Image location labeling lines:
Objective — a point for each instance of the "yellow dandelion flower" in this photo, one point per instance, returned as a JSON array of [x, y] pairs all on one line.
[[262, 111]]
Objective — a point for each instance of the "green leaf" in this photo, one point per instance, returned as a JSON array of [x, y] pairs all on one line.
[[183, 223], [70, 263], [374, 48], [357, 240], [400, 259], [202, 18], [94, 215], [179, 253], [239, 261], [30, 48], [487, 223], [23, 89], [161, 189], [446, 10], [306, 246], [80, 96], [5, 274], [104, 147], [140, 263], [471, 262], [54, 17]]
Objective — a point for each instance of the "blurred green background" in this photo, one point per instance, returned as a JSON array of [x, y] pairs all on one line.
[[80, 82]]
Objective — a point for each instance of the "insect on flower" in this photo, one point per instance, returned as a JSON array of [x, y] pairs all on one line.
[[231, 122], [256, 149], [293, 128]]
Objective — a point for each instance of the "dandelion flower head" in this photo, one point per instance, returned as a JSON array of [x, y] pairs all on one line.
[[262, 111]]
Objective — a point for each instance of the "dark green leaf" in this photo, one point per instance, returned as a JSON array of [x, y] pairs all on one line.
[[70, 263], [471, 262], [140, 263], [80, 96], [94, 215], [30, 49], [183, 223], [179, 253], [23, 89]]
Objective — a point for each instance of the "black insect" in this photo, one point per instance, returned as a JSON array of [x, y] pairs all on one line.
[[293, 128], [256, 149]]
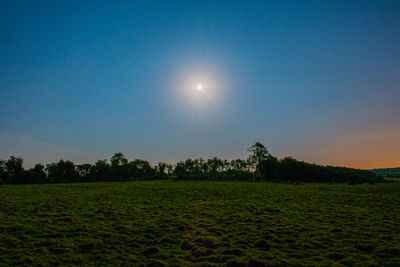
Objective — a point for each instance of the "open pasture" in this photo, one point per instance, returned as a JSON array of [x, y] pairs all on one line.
[[199, 223]]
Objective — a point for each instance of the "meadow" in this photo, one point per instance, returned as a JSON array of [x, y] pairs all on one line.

GIVEN PROBLEM:
Locate every line above that contains the word "flower" and copy each one out in full.

RESPONSE TO THE TASK:
Objective — a point for each instance of the "yellow dandelion flower" in this photo, one point per instance, returned as a JSON array of [x, y] pairs all on one line.
Objective — a point for each instance of the "insect on flower" in this photo, one point per instance, returned as a JSON array of [x, y] pairs all on one line.
Objective — a point for each instance of the "dandelion flower head" in this photo, one point per instance, returned as a JSON array of [x, y] pairs all on one line.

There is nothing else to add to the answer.